▸ Problem statement:
Write out the data below exactly, beginning with the first line and ending once the line that has "negative clicks: (441, 116)" is written.

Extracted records
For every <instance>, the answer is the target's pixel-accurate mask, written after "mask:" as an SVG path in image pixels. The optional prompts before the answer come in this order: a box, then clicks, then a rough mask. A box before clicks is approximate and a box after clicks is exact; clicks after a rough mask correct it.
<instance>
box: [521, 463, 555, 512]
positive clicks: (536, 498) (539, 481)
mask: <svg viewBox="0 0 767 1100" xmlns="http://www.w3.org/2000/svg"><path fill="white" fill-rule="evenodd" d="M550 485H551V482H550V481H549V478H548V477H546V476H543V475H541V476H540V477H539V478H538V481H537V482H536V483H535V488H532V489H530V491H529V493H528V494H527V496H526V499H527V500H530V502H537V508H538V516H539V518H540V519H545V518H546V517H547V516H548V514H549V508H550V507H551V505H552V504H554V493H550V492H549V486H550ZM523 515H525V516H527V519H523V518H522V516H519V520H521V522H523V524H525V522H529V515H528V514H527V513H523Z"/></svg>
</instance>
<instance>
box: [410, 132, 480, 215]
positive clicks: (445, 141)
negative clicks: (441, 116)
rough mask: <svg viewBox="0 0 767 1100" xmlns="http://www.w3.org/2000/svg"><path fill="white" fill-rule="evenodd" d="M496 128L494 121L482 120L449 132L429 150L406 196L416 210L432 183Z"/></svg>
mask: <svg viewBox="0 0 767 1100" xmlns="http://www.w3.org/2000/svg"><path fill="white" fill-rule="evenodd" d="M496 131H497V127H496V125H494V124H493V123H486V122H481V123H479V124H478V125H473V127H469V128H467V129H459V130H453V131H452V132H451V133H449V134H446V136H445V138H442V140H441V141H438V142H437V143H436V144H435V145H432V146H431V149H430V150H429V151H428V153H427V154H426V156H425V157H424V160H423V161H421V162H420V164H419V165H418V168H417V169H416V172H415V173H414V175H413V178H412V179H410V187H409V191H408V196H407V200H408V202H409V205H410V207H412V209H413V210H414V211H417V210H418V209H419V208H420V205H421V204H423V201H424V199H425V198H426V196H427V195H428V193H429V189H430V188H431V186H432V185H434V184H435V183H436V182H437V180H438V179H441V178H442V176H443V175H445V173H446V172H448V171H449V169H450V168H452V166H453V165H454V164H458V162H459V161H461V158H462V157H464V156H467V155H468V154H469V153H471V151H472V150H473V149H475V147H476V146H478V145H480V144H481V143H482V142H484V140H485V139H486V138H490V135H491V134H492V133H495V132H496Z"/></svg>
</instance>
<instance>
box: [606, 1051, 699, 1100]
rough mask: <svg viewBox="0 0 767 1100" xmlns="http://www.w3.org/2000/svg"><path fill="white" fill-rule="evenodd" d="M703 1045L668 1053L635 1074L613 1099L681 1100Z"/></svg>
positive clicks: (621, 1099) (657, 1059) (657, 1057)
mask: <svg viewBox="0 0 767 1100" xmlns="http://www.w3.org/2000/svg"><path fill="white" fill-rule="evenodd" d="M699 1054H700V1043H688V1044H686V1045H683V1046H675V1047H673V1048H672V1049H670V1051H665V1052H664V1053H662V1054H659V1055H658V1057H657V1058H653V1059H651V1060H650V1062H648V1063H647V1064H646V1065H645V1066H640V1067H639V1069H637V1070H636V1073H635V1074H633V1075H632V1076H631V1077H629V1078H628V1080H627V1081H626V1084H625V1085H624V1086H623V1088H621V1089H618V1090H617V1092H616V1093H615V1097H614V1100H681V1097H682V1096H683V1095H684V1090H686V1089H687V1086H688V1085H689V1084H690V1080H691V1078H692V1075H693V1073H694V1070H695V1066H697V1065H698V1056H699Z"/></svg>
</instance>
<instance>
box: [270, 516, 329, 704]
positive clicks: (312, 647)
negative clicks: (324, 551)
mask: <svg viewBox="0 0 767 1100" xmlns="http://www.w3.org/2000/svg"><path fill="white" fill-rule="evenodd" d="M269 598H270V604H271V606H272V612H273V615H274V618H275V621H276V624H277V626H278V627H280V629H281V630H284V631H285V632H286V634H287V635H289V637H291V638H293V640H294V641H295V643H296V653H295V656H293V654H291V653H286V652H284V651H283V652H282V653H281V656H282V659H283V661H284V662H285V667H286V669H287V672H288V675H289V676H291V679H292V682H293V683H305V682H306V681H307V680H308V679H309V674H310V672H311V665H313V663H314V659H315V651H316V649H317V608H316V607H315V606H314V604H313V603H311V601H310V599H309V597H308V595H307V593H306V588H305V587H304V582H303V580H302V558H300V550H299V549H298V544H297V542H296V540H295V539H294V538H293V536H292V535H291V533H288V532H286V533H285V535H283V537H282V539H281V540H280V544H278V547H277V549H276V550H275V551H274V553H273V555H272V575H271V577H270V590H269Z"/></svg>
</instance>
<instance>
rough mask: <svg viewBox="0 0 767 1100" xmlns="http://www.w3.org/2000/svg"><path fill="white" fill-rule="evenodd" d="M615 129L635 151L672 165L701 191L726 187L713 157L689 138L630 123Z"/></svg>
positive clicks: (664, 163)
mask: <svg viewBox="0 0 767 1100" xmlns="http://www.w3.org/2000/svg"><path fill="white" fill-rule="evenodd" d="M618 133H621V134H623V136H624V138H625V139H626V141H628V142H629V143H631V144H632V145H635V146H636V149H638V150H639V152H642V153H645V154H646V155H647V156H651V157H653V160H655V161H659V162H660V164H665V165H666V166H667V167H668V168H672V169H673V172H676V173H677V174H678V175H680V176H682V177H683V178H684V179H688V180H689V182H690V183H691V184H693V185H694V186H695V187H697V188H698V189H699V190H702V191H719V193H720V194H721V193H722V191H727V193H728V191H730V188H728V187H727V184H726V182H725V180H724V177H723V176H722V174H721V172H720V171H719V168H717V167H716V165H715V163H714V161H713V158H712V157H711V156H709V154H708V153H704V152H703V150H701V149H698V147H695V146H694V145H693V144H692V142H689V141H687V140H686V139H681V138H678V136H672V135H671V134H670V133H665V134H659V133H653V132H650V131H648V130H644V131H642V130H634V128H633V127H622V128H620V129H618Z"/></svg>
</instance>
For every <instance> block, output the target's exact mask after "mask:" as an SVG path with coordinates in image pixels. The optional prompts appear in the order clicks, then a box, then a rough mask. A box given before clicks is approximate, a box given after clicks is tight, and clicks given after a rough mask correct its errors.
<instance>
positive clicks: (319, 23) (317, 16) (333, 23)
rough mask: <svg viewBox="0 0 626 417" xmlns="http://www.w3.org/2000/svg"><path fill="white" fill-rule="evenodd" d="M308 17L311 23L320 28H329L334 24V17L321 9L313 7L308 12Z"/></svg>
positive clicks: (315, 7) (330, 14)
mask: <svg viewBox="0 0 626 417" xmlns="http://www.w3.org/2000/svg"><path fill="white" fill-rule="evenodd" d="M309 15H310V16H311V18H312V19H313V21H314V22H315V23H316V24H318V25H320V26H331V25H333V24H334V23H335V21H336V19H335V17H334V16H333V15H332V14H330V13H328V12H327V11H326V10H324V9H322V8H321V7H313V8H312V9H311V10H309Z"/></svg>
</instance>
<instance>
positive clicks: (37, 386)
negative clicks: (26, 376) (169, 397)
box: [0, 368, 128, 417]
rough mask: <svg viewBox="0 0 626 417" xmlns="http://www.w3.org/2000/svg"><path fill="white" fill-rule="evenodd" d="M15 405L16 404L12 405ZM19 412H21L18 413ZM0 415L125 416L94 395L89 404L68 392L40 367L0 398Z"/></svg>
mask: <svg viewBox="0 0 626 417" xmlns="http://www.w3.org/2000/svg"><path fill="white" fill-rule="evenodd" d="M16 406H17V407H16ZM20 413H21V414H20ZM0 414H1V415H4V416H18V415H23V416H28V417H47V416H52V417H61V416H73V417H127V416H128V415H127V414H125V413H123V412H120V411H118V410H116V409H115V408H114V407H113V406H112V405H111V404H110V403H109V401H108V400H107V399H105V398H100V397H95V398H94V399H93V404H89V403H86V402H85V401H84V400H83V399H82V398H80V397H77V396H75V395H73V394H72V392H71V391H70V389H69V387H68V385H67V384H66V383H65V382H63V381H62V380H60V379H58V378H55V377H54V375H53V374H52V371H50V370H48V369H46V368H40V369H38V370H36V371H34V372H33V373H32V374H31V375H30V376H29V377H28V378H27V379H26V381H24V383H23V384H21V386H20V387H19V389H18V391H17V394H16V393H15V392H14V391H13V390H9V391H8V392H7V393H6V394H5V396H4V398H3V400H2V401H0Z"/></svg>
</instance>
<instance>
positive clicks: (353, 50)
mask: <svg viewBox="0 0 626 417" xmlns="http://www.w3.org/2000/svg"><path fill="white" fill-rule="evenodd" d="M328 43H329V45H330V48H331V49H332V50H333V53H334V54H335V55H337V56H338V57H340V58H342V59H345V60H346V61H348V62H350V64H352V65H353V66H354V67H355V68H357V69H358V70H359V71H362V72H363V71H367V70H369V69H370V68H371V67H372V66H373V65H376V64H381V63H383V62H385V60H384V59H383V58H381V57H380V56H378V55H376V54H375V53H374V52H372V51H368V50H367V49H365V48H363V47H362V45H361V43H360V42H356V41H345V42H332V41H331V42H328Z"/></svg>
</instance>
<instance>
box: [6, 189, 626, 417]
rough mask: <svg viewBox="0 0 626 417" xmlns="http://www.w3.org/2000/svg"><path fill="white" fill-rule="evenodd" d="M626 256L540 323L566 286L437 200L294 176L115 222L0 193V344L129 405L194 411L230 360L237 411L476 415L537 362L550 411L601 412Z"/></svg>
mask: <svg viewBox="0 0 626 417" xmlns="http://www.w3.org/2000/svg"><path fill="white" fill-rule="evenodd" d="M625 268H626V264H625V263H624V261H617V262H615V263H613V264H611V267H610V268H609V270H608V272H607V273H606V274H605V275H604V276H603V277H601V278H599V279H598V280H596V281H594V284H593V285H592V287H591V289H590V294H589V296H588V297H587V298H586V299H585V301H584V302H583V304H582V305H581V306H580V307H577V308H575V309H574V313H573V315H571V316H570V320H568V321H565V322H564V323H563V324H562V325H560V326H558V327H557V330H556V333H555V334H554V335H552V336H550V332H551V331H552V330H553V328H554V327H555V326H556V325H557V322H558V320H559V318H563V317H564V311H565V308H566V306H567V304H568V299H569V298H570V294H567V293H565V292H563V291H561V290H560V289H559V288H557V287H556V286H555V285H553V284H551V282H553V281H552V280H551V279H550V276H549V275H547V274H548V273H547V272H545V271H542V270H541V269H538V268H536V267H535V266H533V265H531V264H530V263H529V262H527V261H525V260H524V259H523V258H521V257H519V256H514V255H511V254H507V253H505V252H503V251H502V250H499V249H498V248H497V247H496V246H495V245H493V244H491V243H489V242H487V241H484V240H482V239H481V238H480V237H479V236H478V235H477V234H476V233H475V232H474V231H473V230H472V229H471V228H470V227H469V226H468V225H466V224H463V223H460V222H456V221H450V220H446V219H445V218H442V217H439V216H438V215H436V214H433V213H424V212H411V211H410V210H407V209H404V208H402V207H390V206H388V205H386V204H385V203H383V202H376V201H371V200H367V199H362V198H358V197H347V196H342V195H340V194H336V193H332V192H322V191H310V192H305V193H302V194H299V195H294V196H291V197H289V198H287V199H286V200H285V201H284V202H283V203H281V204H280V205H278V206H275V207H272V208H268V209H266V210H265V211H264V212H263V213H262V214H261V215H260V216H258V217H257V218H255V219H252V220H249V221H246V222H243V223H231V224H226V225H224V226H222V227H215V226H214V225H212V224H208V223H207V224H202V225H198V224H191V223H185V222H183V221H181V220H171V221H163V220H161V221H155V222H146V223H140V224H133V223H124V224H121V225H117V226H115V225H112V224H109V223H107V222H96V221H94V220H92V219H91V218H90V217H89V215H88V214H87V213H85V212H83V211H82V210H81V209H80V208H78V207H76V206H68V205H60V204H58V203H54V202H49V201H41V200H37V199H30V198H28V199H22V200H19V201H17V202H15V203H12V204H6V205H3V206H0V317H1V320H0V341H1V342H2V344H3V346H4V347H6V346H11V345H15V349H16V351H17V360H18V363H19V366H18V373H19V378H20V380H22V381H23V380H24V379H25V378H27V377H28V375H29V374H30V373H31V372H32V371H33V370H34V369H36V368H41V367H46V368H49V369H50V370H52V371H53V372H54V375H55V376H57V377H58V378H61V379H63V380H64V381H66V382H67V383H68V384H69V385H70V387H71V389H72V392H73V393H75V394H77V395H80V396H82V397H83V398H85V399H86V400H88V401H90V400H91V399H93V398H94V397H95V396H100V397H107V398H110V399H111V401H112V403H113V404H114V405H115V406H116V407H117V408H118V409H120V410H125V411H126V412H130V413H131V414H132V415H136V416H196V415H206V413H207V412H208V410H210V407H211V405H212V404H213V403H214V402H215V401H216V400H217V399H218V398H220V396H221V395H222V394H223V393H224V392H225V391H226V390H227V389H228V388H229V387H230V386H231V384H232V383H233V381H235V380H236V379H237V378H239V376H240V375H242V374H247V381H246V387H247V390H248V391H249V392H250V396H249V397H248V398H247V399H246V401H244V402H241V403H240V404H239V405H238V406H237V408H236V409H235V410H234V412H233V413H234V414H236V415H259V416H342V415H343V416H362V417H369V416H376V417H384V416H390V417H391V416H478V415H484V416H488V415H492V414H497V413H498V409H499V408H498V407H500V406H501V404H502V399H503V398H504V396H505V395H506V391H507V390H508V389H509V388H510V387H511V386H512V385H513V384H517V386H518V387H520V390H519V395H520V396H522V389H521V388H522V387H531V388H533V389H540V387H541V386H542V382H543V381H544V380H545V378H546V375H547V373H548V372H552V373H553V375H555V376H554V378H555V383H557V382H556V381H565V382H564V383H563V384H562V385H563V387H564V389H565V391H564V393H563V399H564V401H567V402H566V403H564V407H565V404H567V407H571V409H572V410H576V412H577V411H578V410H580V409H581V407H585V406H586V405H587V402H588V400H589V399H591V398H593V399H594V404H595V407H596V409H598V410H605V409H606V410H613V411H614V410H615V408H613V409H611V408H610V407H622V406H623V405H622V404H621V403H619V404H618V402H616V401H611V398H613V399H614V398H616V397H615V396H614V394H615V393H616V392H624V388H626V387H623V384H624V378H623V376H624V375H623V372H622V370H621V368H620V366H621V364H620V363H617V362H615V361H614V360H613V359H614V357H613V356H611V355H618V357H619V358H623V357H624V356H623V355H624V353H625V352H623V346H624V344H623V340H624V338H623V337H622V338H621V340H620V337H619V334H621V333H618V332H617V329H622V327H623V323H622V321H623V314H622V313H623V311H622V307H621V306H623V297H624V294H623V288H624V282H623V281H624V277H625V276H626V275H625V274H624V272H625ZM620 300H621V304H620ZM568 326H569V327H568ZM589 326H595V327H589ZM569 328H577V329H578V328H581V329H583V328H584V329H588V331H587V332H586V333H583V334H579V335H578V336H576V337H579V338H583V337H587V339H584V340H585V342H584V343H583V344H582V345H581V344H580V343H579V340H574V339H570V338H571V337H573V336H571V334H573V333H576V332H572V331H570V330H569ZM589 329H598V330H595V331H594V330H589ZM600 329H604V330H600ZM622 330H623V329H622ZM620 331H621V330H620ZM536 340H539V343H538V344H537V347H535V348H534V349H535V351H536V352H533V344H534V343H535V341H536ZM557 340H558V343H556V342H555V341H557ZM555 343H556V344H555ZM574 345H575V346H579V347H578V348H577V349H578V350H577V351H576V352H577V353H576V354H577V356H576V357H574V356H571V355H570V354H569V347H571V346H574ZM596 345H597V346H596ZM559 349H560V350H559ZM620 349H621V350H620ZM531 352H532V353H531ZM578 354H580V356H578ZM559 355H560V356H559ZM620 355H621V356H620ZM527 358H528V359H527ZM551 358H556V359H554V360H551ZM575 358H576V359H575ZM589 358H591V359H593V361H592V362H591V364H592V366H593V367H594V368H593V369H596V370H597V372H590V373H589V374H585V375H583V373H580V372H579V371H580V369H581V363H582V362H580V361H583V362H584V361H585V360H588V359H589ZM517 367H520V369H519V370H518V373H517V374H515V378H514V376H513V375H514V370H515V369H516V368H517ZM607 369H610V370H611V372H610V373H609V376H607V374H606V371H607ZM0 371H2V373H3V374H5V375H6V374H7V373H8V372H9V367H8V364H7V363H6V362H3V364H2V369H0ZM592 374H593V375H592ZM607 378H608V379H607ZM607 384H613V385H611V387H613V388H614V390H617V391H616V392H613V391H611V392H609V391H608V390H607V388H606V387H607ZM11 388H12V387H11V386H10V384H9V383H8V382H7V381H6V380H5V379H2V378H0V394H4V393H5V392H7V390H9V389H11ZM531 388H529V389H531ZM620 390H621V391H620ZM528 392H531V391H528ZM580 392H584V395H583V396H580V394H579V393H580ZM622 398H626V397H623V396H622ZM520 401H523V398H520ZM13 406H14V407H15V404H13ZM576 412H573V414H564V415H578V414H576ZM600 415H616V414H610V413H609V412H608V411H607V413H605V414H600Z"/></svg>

▸ Written response:
For every <instance>, the answer is the target's pixel-accurate mask, written after "mask:" as an SVG path in image pixels. The optional prompts before the answer come in this order: a box, then clicks, then a rough mask. A box before clicks is approximate and a box after clicks is exact; clicks after a rough mask correct it.
<instance>
box: [521, 463, 555, 512]
positive clicks: (536, 498) (539, 481)
mask: <svg viewBox="0 0 767 1100" xmlns="http://www.w3.org/2000/svg"><path fill="white" fill-rule="evenodd" d="M550 485H551V482H550V481H549V478H548V477H546V476H543V475H541V476H540V477H539V478H538V481H537V482H536V483H535V488H532V489H530V491H529V493H528V494H527V496H526V499H527V500H530V502H537V508H538V516H539V518H540V519H545V518H546V517H547V516H548V514H549V508H550V507H551V505H552V504H554V493H550V492H549V486H550ZM523 515H525V516H527V519H523V518H522V516H519V520H521V522H523V524H525V522H529V515H528V514H527V513H523Z"/></svg>
</instance>
<instance>
box: [410, 132, 480, 215]
positive clicks: (445, 141)
negative clicks: (441, 116)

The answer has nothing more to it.